Saved entries
>>>

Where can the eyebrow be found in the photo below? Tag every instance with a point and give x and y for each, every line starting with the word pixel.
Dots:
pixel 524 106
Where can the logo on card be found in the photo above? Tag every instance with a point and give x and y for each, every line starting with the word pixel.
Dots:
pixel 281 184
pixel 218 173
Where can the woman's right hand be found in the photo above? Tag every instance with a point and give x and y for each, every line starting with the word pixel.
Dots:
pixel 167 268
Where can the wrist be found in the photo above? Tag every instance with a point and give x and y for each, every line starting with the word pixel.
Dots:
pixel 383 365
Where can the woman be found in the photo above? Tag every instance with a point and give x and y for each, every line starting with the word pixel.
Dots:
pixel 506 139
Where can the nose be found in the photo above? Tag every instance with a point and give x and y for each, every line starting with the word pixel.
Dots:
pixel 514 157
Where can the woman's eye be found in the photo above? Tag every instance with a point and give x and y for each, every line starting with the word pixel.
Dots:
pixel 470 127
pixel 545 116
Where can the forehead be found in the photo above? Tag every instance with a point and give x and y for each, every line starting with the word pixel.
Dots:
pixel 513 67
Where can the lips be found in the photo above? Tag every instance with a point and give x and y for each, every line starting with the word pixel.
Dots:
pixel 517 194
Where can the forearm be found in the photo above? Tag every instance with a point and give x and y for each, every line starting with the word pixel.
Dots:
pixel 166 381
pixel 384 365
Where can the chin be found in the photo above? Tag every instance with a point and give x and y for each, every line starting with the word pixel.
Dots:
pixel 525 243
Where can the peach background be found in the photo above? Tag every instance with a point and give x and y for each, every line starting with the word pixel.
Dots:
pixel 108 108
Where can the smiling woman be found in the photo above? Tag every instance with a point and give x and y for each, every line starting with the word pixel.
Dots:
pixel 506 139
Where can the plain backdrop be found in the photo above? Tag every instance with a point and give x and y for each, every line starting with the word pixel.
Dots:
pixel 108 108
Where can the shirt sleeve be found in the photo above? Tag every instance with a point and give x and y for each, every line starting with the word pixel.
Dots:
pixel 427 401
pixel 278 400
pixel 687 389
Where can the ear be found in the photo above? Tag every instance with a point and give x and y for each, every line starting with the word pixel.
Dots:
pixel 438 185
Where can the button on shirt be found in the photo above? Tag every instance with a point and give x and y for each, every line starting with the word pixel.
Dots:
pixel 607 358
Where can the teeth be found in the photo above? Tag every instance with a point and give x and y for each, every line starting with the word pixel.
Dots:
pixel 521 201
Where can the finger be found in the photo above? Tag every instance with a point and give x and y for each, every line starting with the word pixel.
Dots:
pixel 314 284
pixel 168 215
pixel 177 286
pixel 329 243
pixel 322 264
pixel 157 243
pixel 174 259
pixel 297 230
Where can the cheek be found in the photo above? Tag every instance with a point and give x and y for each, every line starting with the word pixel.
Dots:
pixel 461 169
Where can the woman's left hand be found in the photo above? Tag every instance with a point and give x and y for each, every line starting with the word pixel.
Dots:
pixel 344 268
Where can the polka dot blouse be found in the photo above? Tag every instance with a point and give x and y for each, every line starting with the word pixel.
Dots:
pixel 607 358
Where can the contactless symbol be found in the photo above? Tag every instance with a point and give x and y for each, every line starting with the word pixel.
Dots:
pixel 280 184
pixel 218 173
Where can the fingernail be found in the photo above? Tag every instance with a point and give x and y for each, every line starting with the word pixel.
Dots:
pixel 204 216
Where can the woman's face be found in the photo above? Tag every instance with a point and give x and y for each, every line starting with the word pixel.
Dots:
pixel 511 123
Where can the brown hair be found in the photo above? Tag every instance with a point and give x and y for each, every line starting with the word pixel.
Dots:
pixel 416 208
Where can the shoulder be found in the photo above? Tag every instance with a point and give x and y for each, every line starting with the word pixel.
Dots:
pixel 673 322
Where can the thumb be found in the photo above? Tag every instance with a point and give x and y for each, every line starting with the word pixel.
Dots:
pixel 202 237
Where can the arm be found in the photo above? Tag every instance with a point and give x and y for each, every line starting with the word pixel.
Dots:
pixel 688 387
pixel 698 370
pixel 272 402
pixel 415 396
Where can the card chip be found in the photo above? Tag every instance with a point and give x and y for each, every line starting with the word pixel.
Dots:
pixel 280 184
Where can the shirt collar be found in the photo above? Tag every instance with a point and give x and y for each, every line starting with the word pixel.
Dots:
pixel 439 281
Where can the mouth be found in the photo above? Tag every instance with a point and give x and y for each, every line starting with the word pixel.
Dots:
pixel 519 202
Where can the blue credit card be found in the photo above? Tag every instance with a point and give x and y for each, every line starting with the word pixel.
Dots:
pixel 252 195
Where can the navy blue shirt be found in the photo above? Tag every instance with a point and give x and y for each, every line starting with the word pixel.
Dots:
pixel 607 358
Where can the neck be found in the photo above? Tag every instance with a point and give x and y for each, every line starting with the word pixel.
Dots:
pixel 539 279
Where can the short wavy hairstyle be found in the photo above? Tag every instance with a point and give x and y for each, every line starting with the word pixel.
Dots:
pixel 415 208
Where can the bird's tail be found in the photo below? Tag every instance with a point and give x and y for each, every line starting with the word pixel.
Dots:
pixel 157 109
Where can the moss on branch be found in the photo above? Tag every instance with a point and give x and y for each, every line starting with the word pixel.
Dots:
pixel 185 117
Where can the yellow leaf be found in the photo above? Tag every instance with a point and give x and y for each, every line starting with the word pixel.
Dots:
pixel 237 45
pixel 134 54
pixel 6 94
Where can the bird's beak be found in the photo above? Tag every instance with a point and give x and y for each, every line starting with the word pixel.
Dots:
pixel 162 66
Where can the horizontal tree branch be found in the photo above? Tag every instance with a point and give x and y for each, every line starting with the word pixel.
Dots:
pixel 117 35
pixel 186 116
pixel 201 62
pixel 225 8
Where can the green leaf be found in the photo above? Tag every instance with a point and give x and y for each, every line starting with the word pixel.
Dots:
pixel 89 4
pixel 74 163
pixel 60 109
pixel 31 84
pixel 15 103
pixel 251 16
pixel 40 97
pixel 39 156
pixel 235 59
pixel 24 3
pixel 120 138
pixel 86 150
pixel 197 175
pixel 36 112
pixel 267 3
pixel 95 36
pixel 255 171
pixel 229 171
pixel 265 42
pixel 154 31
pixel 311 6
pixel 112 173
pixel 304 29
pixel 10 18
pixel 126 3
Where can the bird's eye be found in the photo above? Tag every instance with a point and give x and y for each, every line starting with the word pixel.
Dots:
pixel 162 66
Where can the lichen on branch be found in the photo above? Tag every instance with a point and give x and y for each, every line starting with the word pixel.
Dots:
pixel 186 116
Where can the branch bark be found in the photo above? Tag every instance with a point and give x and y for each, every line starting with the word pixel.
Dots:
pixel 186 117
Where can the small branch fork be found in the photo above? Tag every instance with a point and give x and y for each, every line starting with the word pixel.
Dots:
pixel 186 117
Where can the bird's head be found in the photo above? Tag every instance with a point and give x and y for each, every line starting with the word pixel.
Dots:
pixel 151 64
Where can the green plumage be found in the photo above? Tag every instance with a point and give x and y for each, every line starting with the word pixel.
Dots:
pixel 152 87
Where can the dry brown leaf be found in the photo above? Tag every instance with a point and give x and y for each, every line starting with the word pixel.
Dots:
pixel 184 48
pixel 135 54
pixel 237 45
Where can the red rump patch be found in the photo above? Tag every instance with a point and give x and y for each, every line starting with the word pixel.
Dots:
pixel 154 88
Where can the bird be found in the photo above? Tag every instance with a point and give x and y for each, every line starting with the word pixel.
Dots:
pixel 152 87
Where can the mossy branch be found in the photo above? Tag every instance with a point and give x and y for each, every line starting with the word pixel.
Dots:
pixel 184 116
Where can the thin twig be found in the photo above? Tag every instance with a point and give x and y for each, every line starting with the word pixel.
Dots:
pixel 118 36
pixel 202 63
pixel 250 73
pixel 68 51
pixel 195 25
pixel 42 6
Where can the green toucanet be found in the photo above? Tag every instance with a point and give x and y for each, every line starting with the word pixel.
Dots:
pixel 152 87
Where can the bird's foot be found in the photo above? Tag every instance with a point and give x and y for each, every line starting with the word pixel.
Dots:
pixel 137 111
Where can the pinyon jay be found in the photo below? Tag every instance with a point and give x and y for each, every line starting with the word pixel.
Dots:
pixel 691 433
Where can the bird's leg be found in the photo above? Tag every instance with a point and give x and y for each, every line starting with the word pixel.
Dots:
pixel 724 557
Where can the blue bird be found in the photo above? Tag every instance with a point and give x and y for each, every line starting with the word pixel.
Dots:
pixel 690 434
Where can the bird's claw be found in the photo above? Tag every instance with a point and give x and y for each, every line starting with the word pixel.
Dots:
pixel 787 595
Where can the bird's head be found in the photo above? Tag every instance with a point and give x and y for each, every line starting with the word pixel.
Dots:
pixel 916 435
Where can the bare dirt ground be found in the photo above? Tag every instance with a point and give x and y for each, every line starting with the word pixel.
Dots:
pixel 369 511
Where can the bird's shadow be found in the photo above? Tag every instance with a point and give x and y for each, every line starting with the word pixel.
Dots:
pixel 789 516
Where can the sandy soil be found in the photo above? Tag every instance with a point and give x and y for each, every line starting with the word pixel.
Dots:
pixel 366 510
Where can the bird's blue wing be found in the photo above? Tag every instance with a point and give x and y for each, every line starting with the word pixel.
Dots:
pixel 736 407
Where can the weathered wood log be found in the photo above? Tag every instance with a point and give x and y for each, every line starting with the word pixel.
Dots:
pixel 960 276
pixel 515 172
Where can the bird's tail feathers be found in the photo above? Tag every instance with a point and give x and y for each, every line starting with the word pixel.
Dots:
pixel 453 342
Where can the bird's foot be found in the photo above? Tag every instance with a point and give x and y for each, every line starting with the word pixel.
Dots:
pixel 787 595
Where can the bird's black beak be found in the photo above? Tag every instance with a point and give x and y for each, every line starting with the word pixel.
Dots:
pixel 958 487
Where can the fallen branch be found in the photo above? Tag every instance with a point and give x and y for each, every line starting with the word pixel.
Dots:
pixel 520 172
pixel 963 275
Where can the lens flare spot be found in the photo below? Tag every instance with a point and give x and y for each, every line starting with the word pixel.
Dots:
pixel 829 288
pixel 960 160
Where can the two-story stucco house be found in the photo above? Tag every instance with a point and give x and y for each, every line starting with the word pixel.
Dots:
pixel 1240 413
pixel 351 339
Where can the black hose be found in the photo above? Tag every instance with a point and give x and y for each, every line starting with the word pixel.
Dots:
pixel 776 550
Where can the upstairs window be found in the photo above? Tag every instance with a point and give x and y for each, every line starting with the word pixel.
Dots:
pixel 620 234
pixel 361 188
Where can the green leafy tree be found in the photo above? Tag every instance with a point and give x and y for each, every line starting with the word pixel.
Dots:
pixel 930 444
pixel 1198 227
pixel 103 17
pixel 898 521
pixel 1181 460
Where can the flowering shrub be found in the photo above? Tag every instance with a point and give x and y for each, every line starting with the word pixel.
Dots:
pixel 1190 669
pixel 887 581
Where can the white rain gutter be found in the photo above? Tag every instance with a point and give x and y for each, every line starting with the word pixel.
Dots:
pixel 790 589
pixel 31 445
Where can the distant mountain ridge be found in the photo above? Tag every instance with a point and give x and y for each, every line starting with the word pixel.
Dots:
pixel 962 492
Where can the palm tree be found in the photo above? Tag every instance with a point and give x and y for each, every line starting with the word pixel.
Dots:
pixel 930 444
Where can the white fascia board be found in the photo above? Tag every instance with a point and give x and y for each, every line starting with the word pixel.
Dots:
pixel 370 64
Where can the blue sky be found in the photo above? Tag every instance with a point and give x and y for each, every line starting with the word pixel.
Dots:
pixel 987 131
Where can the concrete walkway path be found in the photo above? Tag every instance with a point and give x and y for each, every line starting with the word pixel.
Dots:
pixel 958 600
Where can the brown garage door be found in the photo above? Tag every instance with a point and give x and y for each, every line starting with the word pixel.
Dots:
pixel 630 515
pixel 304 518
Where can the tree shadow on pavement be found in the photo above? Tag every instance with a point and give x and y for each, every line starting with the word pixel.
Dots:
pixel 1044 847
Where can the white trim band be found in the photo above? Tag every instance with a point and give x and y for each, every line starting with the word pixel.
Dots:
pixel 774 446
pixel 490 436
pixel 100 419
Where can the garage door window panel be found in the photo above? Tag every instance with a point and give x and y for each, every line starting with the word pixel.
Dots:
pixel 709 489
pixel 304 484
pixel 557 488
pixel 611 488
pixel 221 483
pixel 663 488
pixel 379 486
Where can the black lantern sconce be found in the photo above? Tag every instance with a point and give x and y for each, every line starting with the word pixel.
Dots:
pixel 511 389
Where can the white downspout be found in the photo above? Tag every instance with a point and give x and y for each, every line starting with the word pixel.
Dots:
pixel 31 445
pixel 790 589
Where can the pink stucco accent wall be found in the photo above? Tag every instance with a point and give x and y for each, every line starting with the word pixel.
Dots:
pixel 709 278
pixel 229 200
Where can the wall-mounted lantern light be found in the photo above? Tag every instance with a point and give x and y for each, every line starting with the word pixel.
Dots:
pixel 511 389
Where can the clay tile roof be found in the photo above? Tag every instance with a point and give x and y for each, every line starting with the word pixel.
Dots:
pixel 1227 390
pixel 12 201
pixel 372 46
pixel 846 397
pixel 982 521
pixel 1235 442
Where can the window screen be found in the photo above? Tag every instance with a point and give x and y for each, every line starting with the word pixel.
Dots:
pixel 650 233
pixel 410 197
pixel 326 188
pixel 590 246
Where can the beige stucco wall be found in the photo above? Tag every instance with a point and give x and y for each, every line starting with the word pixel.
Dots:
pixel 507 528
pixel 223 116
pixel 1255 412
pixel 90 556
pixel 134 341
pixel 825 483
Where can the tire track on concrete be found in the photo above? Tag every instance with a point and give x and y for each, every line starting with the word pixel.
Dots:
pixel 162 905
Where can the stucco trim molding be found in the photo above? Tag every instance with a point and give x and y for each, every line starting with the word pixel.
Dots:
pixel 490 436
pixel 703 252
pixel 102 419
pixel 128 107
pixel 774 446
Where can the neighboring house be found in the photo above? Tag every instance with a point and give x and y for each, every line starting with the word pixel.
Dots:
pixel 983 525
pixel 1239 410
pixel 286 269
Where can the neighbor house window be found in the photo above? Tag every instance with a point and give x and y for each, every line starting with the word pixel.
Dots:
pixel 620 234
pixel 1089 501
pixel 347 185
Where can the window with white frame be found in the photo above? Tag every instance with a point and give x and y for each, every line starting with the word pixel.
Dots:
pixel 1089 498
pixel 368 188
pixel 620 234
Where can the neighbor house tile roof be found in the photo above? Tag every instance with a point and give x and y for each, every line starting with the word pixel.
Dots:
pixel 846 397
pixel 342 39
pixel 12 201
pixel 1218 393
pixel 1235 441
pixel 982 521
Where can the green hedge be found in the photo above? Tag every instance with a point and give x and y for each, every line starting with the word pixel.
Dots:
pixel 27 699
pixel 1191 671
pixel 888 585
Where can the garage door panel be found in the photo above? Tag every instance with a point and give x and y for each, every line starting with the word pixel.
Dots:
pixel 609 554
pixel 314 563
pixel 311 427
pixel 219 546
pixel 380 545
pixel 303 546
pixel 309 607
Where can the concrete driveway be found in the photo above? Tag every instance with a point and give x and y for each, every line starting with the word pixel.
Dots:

<<<

**What the task requires**. Go through the data and show every line where "stucco" occurs.

**Task output**.
Where can the two-story stucco house be found in the photo above? Tag every instance with a point and give x and y for each, every line starting with the word pixel.
Where can the pink stucco accent wall be found in the photo above? Tag every instance with a point and give x and y for each, every line starting with the word pixel.
Where can the beige stucco wall be found in the photo above? Tag every instance with a point and give x and y for each, every line starting with the word pixel.
Where can the stucco trim molding be found in the photo above? Tag every instance with a point and give x and y for each, every line starting with the word pixel.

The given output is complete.